___ DATA ENTRIES ___
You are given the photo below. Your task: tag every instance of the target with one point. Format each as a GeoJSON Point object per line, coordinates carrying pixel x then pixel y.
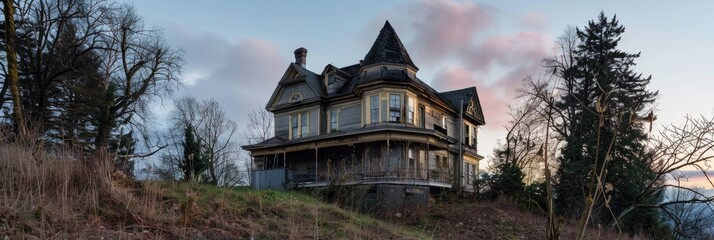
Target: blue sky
{"type": "Point", "coordinates": [236, 51]}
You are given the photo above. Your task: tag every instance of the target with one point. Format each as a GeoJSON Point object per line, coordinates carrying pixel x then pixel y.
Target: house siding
{"type": "Point", "coordinates": [301, 88]}
{"type": "Point", "coordinates": [350, 117]}
{"type": "Point", "coordinates": [281, 125]}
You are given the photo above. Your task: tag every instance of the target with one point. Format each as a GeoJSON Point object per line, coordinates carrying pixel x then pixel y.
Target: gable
{"type": "Point", "coordinates": [474, 108]}
{"type": "Point", "coordinates": [295, 80]}
{"type": "Point", "coordinates": [300, 89]}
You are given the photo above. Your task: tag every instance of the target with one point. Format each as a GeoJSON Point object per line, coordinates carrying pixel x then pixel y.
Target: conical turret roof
{"type": "Point", "coordinates": [388, 48]}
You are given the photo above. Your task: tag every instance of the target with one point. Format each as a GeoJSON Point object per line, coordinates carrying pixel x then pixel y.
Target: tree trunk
{"type": "Point", "coordinates": [12, 77]}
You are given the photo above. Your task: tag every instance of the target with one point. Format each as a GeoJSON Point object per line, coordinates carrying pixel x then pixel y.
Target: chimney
{"type": "Point", "coordinates": [301, 56]}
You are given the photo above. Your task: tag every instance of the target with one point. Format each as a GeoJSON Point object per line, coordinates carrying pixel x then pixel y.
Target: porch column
{"type": "Point", "coordinates": [428, 162]}
{"type": "Point", "coordinates": [316, 170]}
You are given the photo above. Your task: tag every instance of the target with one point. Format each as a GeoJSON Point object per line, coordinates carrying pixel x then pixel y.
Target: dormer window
{"type": "Point", "coordinates": [395, 107]}
{"type": "Point", "coordinates": [410, 110]}
{"type": "Point", "coordinates": [295, 98]}
{"type": "Point", "coordinates": [330, 87]}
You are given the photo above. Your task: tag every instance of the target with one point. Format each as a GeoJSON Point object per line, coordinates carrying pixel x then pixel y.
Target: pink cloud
{"type": "Point", "coordinates": [443, 27]}
{"type": "Point", "coordinates": [464, 37]}
{"type": "Point", "coordinates": [494, 97]}
{"type": "Point", "coordinates": [534, 20]}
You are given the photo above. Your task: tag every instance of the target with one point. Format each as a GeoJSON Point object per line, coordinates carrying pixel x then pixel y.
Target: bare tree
{"type": "Point", "coordinates": [689, 220]}
{"type": "Point", "coordinates": [138, 67]}
{"type": "Point", "coordinates": [678, 148]}
{"type": "Point", "coordinates": [260, 126]}
{"type": "Point", "coordinates": [12, 76]}
{"type": "Point", "coordinates": [216, 134]}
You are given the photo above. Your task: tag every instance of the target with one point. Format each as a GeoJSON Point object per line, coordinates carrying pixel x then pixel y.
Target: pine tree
{"type": "Point", "coordinates": [605, 97]}
{"type": "Point", "coordinates": [194, 162]}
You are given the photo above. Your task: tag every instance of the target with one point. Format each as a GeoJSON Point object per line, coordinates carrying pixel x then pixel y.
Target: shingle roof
{"type": "Point", "coordinates": [388, 48]}
{"type": "Point", "coordinates": [454, 98]}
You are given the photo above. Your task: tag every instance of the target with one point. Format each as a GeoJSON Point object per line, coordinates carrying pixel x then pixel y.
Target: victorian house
{"type": "Point", "coordinates": [372, 124]}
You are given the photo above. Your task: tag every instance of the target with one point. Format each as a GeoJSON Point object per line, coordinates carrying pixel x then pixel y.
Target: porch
{"type": "Point", "coordinates": [379, 162]}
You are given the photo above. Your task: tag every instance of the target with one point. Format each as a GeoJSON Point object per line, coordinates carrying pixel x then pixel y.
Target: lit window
{"type": "Point", "coordinates": [410, 110]}
{"type": "Point", "coordinates": [299, 125]}
{"type": "Point", "coordinates": [333, 120]}
{"type": "Point", "coordinates": [303, 125]}
{"type": "Point", "coordinates": [473, 136]}
{"type": "Point", "coordinates": [466, 134]}
{"type": "Point", "coordinates": [395, 104]}
{"type": "Point", "coordinates": [296, 97]}
{"type": "Point", "coordinates": [374, 108]}
{"type": "Point", "coordinates": [294, 125]}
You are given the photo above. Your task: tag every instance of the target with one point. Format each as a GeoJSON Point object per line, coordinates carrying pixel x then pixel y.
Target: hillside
{"type": "Point", "coordinates": [493, 220]}
{"type": "Point", "coordinates": [56, 195]}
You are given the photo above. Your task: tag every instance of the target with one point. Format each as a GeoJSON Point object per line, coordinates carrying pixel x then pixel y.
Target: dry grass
{"type": "Point", "coordinates": [61, 194]}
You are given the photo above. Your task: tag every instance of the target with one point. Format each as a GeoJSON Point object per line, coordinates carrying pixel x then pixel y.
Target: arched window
{"type": "Point", "coordinates": [296, 97]}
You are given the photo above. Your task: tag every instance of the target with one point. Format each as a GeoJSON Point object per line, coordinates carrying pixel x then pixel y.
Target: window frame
{"type": "Point", "coordinates": [395, 107]}
{"type": "Point", "coordinates": [410, 110]}
{"type": "Point", "coordinates": [299, 125]}
{"type": "Point", "coordinates": [374, 108]}
{"type": "Point", "coordinates": [334, 120]}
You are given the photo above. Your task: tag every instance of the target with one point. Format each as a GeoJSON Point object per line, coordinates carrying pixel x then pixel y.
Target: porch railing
{"type": "Point", "coordinates": [350, 176]}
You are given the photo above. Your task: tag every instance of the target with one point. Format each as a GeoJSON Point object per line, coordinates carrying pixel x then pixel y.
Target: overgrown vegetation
{"type": "Point", "coordinates": [610, 170]}
{"type": "Point", "coordinates": [61, 193]}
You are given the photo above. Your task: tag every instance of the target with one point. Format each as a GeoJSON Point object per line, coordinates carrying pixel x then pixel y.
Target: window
{"type": "Point", "coordinates": [422, 116]}
{"type": "Point", "coordinates": [296, 97]}
{"type": "Point", "coordinates": [330, 87]}
{"type": "Point", "coordinates": [303, 125]}
{"type": "Point", "coordinates": [294, 125]}
{"type": "Point", "coordinates": [473, 136]}
{"type": "Point", "coordinates": [333, 120]}
{"type": "Point", "coordinates": [299, 125]}
{"type": "Point", "coordinates": [395, 104]}
{"type": "Point", "coordinates": [410, 110]}
{"type": "Point", "coordinates": [374, 108]}
{"type": "Point", "coordinates": [467, 130]}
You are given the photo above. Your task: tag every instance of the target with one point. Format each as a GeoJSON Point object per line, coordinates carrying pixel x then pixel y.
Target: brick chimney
{"type": "Point", "coordinates": [301, 56]}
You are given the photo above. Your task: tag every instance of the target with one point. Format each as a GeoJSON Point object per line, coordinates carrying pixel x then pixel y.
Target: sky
{"type": "Point", "coordinates": [236, 51]}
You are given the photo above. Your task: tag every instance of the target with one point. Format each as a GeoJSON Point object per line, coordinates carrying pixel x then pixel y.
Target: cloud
{"type": "Point", "coordinates": [491, 96]}
{"type": "Point", "coordinates": [465, 42]}
{"type": "Point", "coordinates": [694, 178]}
{"type": "Point", "coordinates": [244, 80]}
{"type": "Point", "coordinates": [443, 27]}
{"type": "Point", "coordinates": [241, 75]}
___
Pictures are to be left out; all else in the entries above is to be quoted exactly.

You are given the photo below. Your task: tag every instance of the target with one point. Format each as a GeoJSON Point object per line, coordinates carrying pixel x then pixel y.
Target: blue sky
{"type": "Point", "coordinates": [236, 51]}
You are given the photo above. Your task: tag every instance of the target with one point. Format each as a GeoJSON Point object per line, coordinates carrying pixel x then pixel y.
Target: house siding
{"type": "Point", "coordinates": [301, 88]}
{"type": "Point", "coordinates": [350, 117]}
{"type": "Point", "coordinates": [281, 125]}
You are given the photo above. Your task: tag every instance of the target with one point. Format each as a GeoJSON Point object per line, coordinates carrying pixel x then pixel y.
Target: gable
{"type": "Point", "coordinates": [474, 108]}
{"type": "Point", "coordinates": [295, 80]}
{"type": "Point", "coordinates": [300, 89]}
You are given the photo above. Your task: tag every instance of the target with one point. Format each as a GeoJSON Point object per line, coordinates carrying pixel x then pixel y.
Target: conical turret roof
{"type": "Point", "coordinates": [388, 48]}
You are given the photo above. Your task: tag every instance of the target with one point. Format each as a GeoJSON Point object per line, coordinates carrying pixel x then pixel y.
Target: tree trunk
{"type": "Point", "coordinates": [12, 77]}
You are given the photo above. Your task: tag every instance of the target with one point. Format each as a GeoJSON Point object per line, coordinates carrying pixel x then pixel y.
Target: chimney
{"type": "Point", "coordinates": [301, 56]}
You are given the photo above. Your task: tag every instance of the target with one point. Format each as a GeoJSON Point object per line, coordinates carrying pixel x then pixel y.
Target: porch column
{"type": "Point", "coordinates": [428, 162]}
{"type": "Point", "coordinates": [316, 170]}
You are given the photo above. Your task: tag every instance of the target with one point. Format each as a GeoJSON Point object per line, coordinates carrying pixel x then pixel y.
Target: dormer window
{"type": "Point", "coordinates": [395, 107]}
{"type": "Point", "coordinates": [410, 110]}
{"type": "Point", "coordinates": [295, 98]}
{"type": "Point", "coordinates": [330, 87]}
You are given the photo above. Your task: tag every instance of the target with one point. Format each as a GeoJSON Point object per line, coordinates carrying pixel x then pixel y.
Target: pink cloud
{"type": "Point", "coordinates": [443, 27]}
{"type": "Point", "coordinates": [464, 37]}
{"type": "Point", "coordinates": [494, 97]}
{"type": "Point", "coordinates": [534, 20]}
You are given the photo above. Your task: tag every instance of the target with one point. Format each as a GeoJSON Point object per line, coordinates carrying pixel x then pixel y.
Target: bare tree
{"type": "Point", "coordinates": [689, 220]}
{"type": "Point", "coordinates": [138, 67]}
{"type": "Point", "coordinates": [678, 148]}
{"type": "Point", "coordinates": [260, 126]}
{"type": "Point", "coordinates": [12, 76]}
{"type": "Point", "coordinates": [216, 134]}
You are given the photo above. Your task: tag every instance of the target with one point. Format each as a GeoJSON Point object per line, coordinates carrying pixel x then pixel y.
Target: pine tree
{"type": "Point", "coordinates": [605, 97]}
{"type": "Point", "coordinates": [194, 162]}
You are given the photo above. Your task: tag every instance of the target with one point. Format each as a GeoJSON Point object per line, coordinates carrying pixel x then pixel y.
Target: shingle roof
{"type": "Point", "coordinates": [388, 48]}
{"type": "Point", "coordinates": [454, 98]}
You are given the photo above. Your task: tag every instance of the target with one point. Format each as a GeoJSON Point object per line, coordinates carrying pixel x then pixel y.
Target: victorian house
{"type": "Point", "coordinates": [372, 124]}
You are given the photo above. Your task: tag every instance of the target with one point. Format each as a GeoJSON Point object per line, coordinates carrying pixel x then pixel y.
Target: porch
{"type": "Point", "coordinates": [379, 162]}
You are given the photo above. Your task: tag every instance of the target with one point. Format each as a GeoJSON Point object per line, coordinates carrying pixel x then pixel y.
Target: lit window
{"type": "Point", "coordinates": [410, 110]}
{"type": "Point", "coordinates": [299, 125]}
{"type": "Point", "coordinates": [333, 120]}
{"type": "Point", "coordinates": [303, 125]}
{"type": "Point", "coordinates": [473, 136]}
{"type": "Point", "coordinates": [466, 134]}
{"type": "Point", "coordinates": [395, 104]}
{"type": "Point", "coordinates": [296, 97]}
{"type": "Point", "coordinates": [374, 108]}
{"type": "Point", "coordinates": [294, 125]}
You are given the photo above. Your task: tag every instance of the target with one point. Format each as a GeoJSON Point object per line, coordinates carrying pixel x then pixel y.
Target: hillside
{"type": "Point", "coordinates": [493, 220]}
{"type": "Point", "coordinates": [56, 195]}
You are given the photo above. Your task: tag every instance of the target with one point. Format each as a GeoJSON Point object per line, coordinates carrying pixel x then pixel y.
Target: dry grass
{"type": "Point", "coordinates": [61, 194]}
You are given the photo above. Your task: tag every instance of the target with one point. Format each as a GeoJSON Point object per line, coordinates carrying pixel x then pixel y.
Target: arched window
{"type": "Point", "coordinates": [296, 97]}
You are given the photo above. Your task: tag every instance of the target with one point. Format each as a GeoJSON Point object per line, coordinates carrying pixel x then pixel y.
Target: window frame
{"type": "Point", "coordinates": [395, 107]}
{"type": "Point", "coordinates": [410, 110]}
{"type": "Point", "coordinates": [299, 125]}
{"type": "Point", "coordinates": [374, 108]}
{"type": "Point", "coordinates": [334, 120]}
You are given the photo above. Your task: tag every instance of the target with one point. Format each as a GeoJSON Point object per line, coordinates carrying pixel x then pixel y.
Target: porch railing
{"type": "Point", "coordinates": [350, 176]}
You are given the photo above. Your task: tag every instance of the target with one point. Format each as a GeoJSON Point object per line, coordinates carrying pixel x then pixel y.
Target: overgrown vegetation
{"type": "Point", "coordinates": [610, 170]}
{"type": "Point", "coordinates": [61, 193]}
You are given the photo above. Your task: tag every instance of the target with one point. Format each as a GeoJSON Point object per line, coordinates carrying pixel x then pixel y.
Target: window
{"type": "Point", "coordinates": [422, 116]}
{"type": "Point", "coordinates": [296, 97]}
{"type": "Point", "coordinates": [330, 87]}
{"type": "Point", "coordinates": [303, 125]}
{"type": "Point", "coordinates": [294, 125]}
{"type": "Point", "coordinates": [473, 136]}
{"type": "Point", "coordinates": [333, 120]}
{"type": "Point", "coordinates": [299, 125]}
{"type": "Point", "coordinates": [395, 104]}
{"type": "Point", "coordinates": [410, 110]}
{"type": "Point", "coordinates": [374, 108]}
{"type": "Point", "coordinates": [467, 130]}
You are given the photo above. Your task: tag every instance of the target with one point. Format each as a GeoJSON Point object per line, coordinates carrying pixel x then pixel y.
Target: brick chimney
{"type": "Point", "coordinates": [301, 56]}
You are given the photo above. Your task: tag every instance of the target with one point. Format each as a GeoJSON Point object per line, coordinates carrying pixel x then pixel y.
Target: sky
{"type": "Point", "coordinates": [236, 51]}
You are given the photo above. Your task: tag every instance of the target with one point. Format each as a GeoJSON Point object per line, coordinates carrying pixel x then pixel y.
Target: cloud
{"type": "Point", "coordinates": [491, 96]}
{"type": "Point", "coordinates": [465, 42]}
{"type": "Point", "coordinates": [694, 178]}
{"type": "Point", "coordinates": [244, 80]}
{"type": "Point", "coordinates": [443, 27]}
{"type": "Point", "coordinates": [241, 75]}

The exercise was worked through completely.